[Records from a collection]
===

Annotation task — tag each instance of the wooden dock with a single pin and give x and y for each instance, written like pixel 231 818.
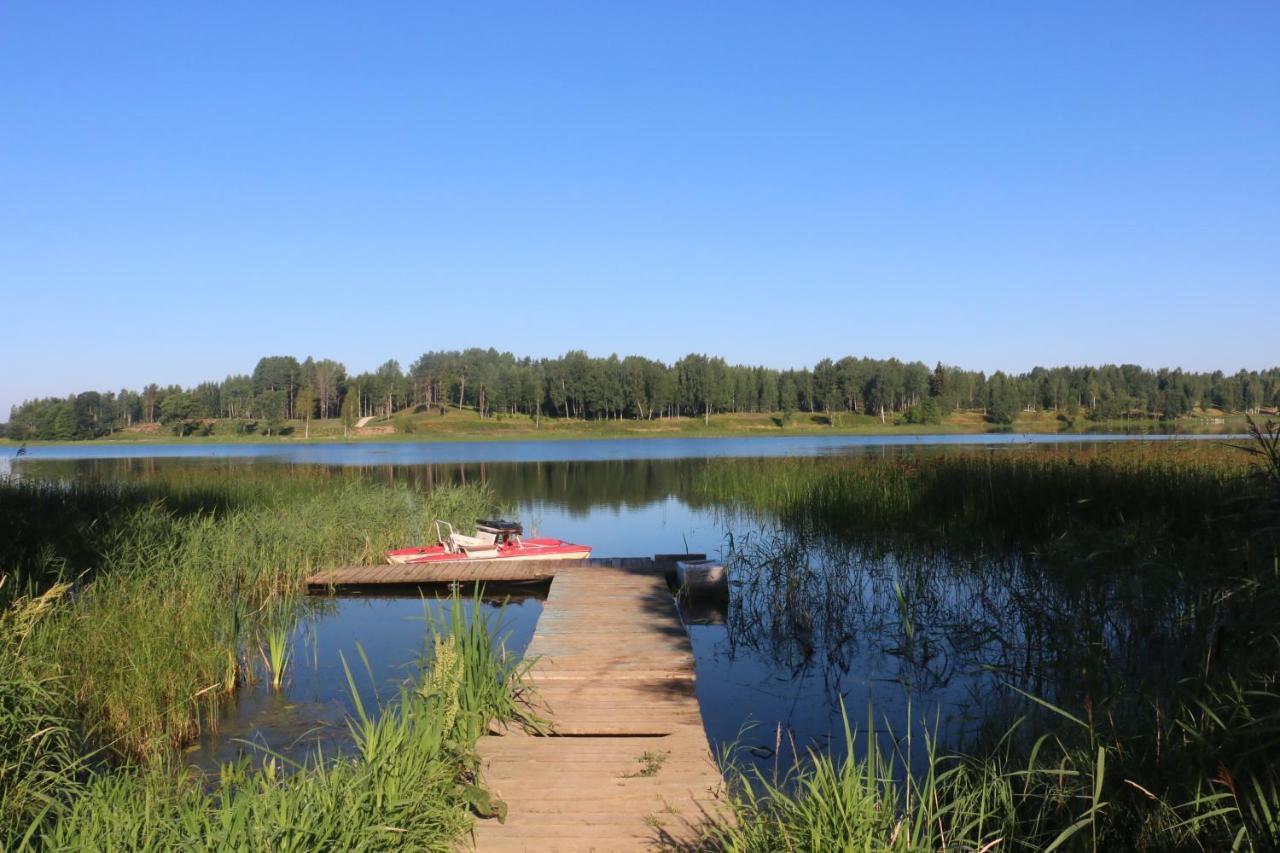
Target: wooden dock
pixel 629 766
pixel 466 571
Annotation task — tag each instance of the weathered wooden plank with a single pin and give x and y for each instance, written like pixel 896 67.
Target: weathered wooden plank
pixel 611 658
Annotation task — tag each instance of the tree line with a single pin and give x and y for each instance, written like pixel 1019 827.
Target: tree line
pixel 576 386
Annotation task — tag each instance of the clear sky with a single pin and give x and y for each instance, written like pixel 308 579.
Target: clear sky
pixel 184 187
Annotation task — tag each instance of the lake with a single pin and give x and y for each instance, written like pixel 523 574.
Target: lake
pixel 773 674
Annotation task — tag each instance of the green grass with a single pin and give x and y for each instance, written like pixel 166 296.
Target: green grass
pixel 178 582
pixel 412 783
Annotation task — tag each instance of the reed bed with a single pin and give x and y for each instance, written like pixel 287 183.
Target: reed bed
pixel 1004 495
pixel 412 783
pixel 174 585
pixel 1124 602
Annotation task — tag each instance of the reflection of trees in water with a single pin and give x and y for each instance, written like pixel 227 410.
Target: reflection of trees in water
pixel 935 620
pixel 577 487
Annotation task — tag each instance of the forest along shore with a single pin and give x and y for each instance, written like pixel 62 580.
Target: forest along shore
pixel 483 391
pixel 449 423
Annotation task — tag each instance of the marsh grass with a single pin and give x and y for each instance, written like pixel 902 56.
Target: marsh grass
pixel 182 585
pixel 412 783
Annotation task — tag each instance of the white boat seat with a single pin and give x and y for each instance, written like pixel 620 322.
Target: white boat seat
pixel 483 541
pixel 484 544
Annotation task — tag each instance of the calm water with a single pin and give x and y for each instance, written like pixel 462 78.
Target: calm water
pixel 312 707
pixel 769 662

===

**Requirement**:
Rewrite all of the lines above with every occurrence of "single pin" changed to "single marker", keeping everything else the same. Omit the pictures from your answer.

**Finished task**:
Annotation task — tag each instance of the wooden dock with a single marker and give x and y for each instance, written like pixel 231 818.
Target: wooden dock
pixel 629 766
pixel 466 571
Annotation task — tag each instance of the weathered wooden plank with a single marker and give x and y for each instance, written like pixel 896 67.
Target: weathered wooden plank
pixel 611 658
Annotation task — tag each instance of the tree line with a single marker and give x and y for each instance, written like pixel 1019 827.
Target: tree line
pixel 576 386
Annotation task — tag each instance of the clear sky with a single marker and give x and y for each instance, written like pixel 308 579.
Target: clear sky
pixel 184 187
Annotation task — tag each instance of the lake with a single marker and give x and y for each instance, written like pixel 523 574.
Target: lake
pixel 773 674
Annotation task — tag each instance of the green grass with a single marker and give x and y for each instance, written like pixel 166 296.
Target: green grass
pixel 178 582
pixel 412 783
Annotation task — tag each instance of the reed bed with a single marker and give x and y for each instance, written like pixel 287 183.
Target: reed bed
pixel 1004 495
pixel 412 783
pixel 174 585
pixel 1124 602
Annotation task — tag each instance of the reflection of trees in water with a single marker and give x and y for each instance, written like pixel 227 410.
Target: reflection of trees in water
pixel 935 620
pixel 577 487
Annotation task — tag each instance of the forest along shore with a single marker and give x and y for each instance, written like pixel 62 580.
Target: forest along shore
pixel 483 391
pixel 449 423
Annotation task — tag each instance of the marsh grass with a single marker and give x and y for each instance, written like pixel 902 56.
Target: marsh grass
pixel 182 585
pixel 412 783
Annotation task — tag each instance of the white boat seat with a single marker and give x and y for each instance, written like pixel 620 322.
Target: white boat seat
pixel 483 541
pixel 484 544
Annotation task — tag each instance of the calm water with a single marker and give x and y for each instance, written like pixel 462 78.
Target: calm water
pixel 312 707
pixel 769 662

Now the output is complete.